**WORK INSTRUCTION:** Pull out every line of the material below that contains the word "correct", matching upper and lower case, and copy each of those lines in full.
━━━━━━━━━━━━━━━━━━━━━━━━━━━━━━
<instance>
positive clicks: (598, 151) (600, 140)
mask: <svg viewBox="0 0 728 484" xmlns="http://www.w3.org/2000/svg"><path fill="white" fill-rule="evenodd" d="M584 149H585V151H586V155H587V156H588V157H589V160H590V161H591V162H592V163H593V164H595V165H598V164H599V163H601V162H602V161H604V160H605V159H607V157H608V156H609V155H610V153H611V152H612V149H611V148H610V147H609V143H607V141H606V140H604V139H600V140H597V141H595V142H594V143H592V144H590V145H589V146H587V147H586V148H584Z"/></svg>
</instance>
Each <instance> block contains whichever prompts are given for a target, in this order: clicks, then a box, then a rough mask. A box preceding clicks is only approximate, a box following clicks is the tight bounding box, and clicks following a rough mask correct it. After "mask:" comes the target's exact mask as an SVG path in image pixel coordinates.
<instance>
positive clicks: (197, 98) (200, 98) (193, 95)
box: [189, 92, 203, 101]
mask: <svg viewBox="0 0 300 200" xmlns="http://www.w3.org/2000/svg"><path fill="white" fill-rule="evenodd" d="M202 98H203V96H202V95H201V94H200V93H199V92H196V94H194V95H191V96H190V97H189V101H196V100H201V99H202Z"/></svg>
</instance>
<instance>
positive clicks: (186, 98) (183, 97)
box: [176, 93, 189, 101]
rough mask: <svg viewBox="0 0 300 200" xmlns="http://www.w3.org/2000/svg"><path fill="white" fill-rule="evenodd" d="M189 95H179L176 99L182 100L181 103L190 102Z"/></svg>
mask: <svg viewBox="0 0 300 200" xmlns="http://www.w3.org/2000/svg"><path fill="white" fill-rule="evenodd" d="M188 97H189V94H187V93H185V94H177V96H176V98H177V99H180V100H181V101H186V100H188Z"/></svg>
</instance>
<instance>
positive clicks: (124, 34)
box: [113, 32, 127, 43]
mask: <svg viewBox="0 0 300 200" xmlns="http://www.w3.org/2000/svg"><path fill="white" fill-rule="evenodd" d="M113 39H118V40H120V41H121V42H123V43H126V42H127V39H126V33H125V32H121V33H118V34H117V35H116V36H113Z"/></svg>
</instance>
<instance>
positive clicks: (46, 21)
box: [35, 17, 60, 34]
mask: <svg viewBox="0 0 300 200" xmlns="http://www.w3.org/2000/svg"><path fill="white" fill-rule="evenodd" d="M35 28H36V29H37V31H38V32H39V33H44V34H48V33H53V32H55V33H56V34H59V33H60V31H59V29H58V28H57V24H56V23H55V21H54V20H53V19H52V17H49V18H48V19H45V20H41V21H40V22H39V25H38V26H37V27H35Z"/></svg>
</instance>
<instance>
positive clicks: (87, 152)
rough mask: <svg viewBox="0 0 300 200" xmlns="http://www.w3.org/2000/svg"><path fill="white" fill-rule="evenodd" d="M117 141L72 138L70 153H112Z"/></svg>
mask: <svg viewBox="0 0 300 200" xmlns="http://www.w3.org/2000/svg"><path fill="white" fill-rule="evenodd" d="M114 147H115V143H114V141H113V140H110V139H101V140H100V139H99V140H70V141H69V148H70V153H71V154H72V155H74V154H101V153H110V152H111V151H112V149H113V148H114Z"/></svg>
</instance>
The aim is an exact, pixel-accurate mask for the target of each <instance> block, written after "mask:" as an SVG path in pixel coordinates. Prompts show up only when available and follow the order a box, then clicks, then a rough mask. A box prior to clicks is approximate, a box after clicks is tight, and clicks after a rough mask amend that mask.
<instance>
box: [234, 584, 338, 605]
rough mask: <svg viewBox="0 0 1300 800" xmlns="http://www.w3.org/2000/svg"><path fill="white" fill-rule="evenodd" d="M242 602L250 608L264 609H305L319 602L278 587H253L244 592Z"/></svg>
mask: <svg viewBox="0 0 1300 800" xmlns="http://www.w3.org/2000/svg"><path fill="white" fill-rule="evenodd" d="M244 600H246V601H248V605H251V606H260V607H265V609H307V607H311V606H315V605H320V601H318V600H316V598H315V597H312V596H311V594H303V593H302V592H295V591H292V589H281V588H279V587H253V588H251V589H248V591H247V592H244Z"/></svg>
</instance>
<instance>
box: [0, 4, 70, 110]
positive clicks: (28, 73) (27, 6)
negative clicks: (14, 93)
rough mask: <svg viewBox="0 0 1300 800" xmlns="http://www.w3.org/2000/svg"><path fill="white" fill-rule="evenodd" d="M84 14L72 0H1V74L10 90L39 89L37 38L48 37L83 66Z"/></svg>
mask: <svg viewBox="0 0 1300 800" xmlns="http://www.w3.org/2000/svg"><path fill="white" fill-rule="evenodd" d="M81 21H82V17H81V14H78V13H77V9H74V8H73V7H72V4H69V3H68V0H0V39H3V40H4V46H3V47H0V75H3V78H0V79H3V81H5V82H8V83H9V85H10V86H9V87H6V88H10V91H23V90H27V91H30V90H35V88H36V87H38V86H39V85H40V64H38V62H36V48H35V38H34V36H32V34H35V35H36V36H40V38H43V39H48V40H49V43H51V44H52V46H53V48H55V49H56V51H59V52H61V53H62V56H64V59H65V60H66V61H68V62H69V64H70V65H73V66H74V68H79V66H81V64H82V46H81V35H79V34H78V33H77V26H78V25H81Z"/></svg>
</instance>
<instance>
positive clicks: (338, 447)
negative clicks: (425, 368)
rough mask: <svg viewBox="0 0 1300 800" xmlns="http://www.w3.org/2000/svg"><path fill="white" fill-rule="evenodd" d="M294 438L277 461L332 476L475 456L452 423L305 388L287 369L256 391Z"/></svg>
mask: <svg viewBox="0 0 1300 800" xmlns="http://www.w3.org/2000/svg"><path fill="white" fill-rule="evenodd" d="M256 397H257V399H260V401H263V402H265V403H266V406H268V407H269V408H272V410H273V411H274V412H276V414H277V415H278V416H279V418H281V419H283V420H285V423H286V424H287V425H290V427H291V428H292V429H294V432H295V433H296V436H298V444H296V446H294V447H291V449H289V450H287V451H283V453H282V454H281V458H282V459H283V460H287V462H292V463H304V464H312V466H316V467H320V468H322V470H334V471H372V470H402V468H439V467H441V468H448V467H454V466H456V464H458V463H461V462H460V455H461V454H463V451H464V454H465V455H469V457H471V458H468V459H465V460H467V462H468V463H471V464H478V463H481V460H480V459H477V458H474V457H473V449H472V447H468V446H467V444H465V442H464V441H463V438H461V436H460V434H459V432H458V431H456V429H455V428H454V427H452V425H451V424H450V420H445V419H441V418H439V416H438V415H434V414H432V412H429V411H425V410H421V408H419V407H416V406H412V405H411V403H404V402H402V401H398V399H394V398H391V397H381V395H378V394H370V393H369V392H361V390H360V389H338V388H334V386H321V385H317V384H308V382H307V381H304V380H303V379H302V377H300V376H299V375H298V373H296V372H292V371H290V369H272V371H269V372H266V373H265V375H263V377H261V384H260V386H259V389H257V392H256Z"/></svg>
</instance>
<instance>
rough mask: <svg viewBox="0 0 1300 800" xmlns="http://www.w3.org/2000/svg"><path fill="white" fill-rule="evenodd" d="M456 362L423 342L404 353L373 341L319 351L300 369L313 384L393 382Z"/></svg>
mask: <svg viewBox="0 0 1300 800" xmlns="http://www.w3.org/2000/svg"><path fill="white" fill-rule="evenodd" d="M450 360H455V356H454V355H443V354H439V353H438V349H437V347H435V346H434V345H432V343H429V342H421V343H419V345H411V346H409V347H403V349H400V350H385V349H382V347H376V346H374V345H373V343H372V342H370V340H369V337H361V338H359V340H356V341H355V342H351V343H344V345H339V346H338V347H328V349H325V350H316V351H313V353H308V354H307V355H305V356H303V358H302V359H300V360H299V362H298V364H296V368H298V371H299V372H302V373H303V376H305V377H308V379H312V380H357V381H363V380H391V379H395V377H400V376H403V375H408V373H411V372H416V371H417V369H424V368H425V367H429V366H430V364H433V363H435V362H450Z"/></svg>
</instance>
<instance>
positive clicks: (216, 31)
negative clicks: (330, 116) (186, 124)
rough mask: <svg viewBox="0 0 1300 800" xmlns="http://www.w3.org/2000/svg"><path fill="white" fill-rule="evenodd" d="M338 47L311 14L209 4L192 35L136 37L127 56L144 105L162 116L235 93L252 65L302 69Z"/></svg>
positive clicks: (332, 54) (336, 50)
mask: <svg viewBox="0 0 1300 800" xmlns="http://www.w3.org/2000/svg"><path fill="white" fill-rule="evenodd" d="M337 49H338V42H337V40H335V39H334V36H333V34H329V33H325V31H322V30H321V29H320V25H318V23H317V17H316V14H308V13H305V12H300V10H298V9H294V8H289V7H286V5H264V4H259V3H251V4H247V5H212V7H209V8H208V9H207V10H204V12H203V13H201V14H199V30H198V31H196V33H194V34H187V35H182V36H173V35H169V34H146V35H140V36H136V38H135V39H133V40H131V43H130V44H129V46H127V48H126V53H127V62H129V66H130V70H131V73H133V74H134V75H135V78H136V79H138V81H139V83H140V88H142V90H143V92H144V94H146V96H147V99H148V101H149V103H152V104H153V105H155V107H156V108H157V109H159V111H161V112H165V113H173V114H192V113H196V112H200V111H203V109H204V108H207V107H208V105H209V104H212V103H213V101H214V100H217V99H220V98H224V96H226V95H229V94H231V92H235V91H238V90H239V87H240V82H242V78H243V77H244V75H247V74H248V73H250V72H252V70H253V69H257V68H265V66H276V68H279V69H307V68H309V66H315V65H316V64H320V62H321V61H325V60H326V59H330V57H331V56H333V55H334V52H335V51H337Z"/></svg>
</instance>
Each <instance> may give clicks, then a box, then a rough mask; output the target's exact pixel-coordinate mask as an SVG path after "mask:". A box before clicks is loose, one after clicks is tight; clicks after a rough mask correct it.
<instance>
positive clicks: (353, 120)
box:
━━━━━━━━━━━━━━━━━━━━━━━━━━━━━━
**ANSWER TO THE PROBLEM:**
Each <instance> block contains whichever prompts are given for a target, in this order: clicks, then a box, then a rough mask. A box preceding clicks is only approximate, a box following clicks is the tight bounding box, and clicks following a rough mask correct it. After "mask:" comes the target's exact mask as an SVG path in image pixel coordinates.
Each <instance> may give clicks, then a box, then a rough mask; output the target's exact pixel-coordinate mask as an SVG path after "mask:". A box before clicks is loose, one after clicks is tight; clicks after a rough mask correct it.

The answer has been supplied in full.